** Start LISTED RECORDS **

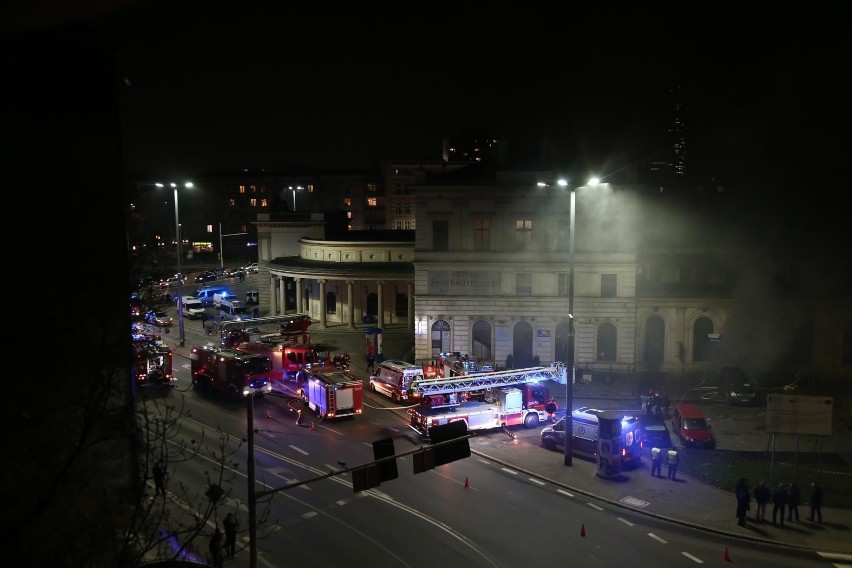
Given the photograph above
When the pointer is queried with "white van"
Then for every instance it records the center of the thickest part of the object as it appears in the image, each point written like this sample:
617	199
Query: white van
206	294
217	298
191	307
234	310
394	377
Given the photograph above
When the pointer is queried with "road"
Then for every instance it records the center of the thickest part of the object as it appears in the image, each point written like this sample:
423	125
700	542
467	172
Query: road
473	512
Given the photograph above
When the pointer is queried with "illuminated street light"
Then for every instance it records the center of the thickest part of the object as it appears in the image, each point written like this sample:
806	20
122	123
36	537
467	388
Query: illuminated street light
569	383
294	190
174	186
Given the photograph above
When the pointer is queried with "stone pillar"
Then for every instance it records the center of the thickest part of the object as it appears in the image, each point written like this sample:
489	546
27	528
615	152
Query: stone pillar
323	305
350	304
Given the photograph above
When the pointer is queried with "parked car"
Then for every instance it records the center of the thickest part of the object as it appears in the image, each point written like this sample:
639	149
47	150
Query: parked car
692	426
656	434
206	276
736	387
158	318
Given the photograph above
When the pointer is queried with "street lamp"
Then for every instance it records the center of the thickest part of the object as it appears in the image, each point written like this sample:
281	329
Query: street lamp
174	186
569	383
294	189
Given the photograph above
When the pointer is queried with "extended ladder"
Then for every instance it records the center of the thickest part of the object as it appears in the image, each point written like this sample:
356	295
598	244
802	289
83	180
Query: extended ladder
479	381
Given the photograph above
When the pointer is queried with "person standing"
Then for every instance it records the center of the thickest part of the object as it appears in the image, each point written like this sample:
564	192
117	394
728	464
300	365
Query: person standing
816	501
216	545
762	495
794	499
673	460
231	523
743	501
656	462
159	478
779	501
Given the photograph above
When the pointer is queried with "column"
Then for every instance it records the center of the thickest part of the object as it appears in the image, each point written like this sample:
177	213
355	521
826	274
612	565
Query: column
411	306
273	303
381	302
323	306
350	304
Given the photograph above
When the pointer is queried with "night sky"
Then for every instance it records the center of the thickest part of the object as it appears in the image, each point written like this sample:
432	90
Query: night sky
211	89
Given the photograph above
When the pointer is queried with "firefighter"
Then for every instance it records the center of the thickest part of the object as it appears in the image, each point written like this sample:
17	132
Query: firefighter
673	460
656	462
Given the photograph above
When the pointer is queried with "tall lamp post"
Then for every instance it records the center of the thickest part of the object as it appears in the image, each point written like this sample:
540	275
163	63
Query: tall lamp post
174	186
569	383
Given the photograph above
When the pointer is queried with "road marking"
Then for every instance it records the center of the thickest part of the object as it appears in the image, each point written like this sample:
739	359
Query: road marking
634	502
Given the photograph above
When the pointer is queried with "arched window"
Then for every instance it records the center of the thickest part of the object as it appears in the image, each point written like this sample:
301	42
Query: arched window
607	342
522	338
440	337
700	339
481	348
401	305
655	338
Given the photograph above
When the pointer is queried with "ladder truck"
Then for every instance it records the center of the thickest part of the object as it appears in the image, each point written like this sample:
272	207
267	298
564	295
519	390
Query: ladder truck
487	401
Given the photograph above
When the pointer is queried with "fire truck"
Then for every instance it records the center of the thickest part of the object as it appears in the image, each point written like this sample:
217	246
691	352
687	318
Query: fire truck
332	392
487	401
293	327
229	371
287	359
153	362
454	364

** End LISTED RECORDS **

§ **WHAT TO WORK ON**: Write the entries above out again exactly, but not the pictures.

§ **SOLUTION TO THIS EXERCISE**:
Given the photograph above
When the pointer is queried with "white van"
Then for every instance it records the center of the thickest part of the object as it appears in the image, each point written like this sample:
617	199
Query: white van
206	294
217	298
191	307
234	310
394	377
Given the photograph above
When the pointer is queried with "road"
Then for every instance it records the center of the thickest part of the object as it appears in the image, each point written like this sample:
423	125
700	542
467	172
Query: road
473	512
Given the photograph above
When the pointer is queried with "illuminated street light"
Then for every instance it records the center of the thickest part of the object as it appears in the image, each point written like this sample:
806	20
122	123
36	537
467	388
Query: illuminated street light
569	383
294	190
174	186
Given the photograph above
When the pointer is queried with "stone pillar"
Then for every instance it records the center of the thickest part of the object as it appears in the image, each point written like this sample:
489	546
27	528
615	152
Query: stone pillar
323	305
350	304
Given the photograph above
When the pointer is queried with "parked car"
Then for every instance it records the center of the thickest part of the object as it appears in the image, each point written like this sample:
639	149
47	150
Query: parked car
692	426
656	434
206	276
736	387
158	318
Given the photograph above
When the pointer is queried with "street lamp"
Then for every instance it records the center of the thickest part of the object as it appears in the image, each point written like this sample:
281	329
Query: street lamp
174	186
569	383
294	189
Given the photograph above
When the pointer is queried with "extended ladder"
Then for every instance it records the center of the thickest part of the object as it appears in the image, each point written like this sample:
356	295
598	244
802	289
83	180
Query: extended ladder
479	381
Given the photograph above
When the pointer is queried with "person standing"
Then for every instance it records the center of the thickest part of the object as it appears in the image, each point written like this sample:
564	192
117	394
728	464
300	365
Query: person standing
816	501
216	545
762	495
794	499
673	460
231	523
743	501
656	462
159	478
779	501
Given the photograph above
When the pointer is queried with "column"
Then for every instance it records the center of the thickest part of the object as it appears in the image, each point written like this sample:
177	213
355	521
826	274
612	565
Query: column
411	306
273	303
381	302
323	306
350	304
Given the photograph above
When the pointer is queried with "night sky"
Then for every instance it records the center of the thickest part of the object as it appears in the image, each point written like this sample:
432	90
Query: night sky
211	89
Given the photograph above
When the pointer is queried with "firefighter"
Then for every instance it records the center of the thickest part of the object as it appears in the image, each point written like this sample:
17	132
Query: firefighter
673	460
656	462
Given the photograph above
When the pointer is queried with "tall lamp post"
Then for every instance it records the center of the thickest part of the object as it appears in the image, each point written like this sample:
540	275
163	63
Query: tall lamp post
174	186
569	383
Given the photograph above
When the pointer is queried with "road marking"
Then for every instance it records the center of the thickest part of the object as it appears in the image, each point written like this sample:
739	359
Query: road marking
634	502
Given the photograph above
When the pointer is queried with "arched window"
Then for every instance it records the center of the thickest part of the object as it appears in the image, each point written like this sample:
301	42
Query: arched window
607	342
522	338
440	337
700	339
481	348
401	305
655	338
Given the photograph above
When the pointer is queried with "ladder truck"
Then for every instance it records the center of the thickest part of the object as it appears in the image, each point written like this sample:
272	207
267	298
564	295
519	390
Query: ladder truck
487	401
Given the photograph above
When the pointer is queried with "fire truck"
Then for every instance it records the center of the thickest part of the object as it appears in the image, each point written like this sample:
217	246
691	352
687	318
Query: fire truck
332	392
487	401
293	327
229	371
287	359
153	362
454	364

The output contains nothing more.